Problem statement: Pull out each line of the items below that contains the word "flag", treating uppercase and lowercase letters as different.

[Given records start]

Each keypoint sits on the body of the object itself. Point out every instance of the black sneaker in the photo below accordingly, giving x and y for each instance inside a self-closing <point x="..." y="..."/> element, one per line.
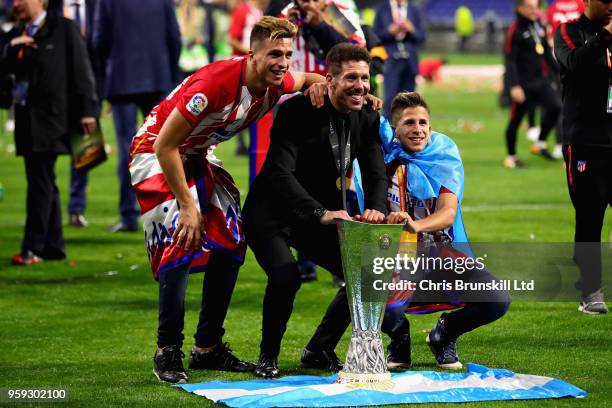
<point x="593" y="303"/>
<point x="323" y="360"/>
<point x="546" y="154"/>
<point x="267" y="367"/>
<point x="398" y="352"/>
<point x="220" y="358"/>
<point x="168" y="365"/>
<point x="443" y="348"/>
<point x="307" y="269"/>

[Given records end]
[Given records start]

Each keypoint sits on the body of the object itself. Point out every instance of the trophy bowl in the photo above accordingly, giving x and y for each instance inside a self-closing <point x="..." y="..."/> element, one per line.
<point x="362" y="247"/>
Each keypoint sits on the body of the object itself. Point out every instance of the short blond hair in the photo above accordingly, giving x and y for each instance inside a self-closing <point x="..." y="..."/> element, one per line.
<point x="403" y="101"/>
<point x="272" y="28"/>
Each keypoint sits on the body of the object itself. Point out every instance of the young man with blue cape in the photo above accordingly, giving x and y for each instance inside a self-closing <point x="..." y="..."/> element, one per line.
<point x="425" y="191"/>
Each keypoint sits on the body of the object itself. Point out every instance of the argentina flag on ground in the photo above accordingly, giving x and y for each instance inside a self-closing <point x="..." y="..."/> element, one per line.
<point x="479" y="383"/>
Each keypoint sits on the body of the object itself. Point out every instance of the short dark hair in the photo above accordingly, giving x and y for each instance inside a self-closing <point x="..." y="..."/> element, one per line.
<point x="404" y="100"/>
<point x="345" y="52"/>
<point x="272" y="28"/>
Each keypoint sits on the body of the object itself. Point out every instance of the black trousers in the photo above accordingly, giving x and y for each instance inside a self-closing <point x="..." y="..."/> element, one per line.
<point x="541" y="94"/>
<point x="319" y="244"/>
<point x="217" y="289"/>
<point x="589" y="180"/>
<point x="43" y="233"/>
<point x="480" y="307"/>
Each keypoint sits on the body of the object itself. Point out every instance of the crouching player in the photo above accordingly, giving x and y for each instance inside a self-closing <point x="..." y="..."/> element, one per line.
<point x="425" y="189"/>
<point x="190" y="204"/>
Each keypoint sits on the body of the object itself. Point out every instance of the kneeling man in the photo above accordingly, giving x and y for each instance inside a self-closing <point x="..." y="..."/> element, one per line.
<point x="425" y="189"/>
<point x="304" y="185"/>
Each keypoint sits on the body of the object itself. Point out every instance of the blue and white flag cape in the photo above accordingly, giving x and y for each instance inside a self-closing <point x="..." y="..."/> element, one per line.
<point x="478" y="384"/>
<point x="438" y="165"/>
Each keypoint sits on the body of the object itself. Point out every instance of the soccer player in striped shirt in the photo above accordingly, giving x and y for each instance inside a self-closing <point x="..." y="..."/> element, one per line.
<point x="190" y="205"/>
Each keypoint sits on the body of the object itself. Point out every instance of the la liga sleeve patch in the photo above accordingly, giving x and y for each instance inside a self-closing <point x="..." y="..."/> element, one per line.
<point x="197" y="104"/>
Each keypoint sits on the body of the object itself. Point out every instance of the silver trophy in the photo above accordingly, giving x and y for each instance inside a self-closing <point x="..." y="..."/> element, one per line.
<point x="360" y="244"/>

[Given records end]
[Given records start]

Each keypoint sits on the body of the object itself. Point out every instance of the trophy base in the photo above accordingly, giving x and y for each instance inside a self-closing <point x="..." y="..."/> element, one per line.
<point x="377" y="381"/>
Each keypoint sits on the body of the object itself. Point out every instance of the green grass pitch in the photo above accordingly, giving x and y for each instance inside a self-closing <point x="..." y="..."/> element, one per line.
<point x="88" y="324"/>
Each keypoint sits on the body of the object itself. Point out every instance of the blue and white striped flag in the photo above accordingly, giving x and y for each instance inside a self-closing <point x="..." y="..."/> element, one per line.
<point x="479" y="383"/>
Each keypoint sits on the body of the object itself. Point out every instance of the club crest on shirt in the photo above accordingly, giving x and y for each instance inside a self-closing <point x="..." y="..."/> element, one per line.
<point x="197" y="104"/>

[Given records end]

Response to the exercise:
Each keypoint sits on the body of the object itself. Point out every instance of the argentina flag on ground in the photo above accordingly, giving x and y for each instance inside a self-closing <point x="..." y="..."/> element, one per line.
Each keypoint sits on the body of the object itself. Point out every instance of the blue and white flag cape in the photo above accordingly, giving x and y for each instance inside a self-closing <point x="..." y="..."/> element, one per line.
Each keypoint sits on the body of the object itself. Point out every instance of the blue and white striped flag in the photo above accordingly, giving x and y for each instance inside a self-closing <point x="..." y="..."/> element, one per line.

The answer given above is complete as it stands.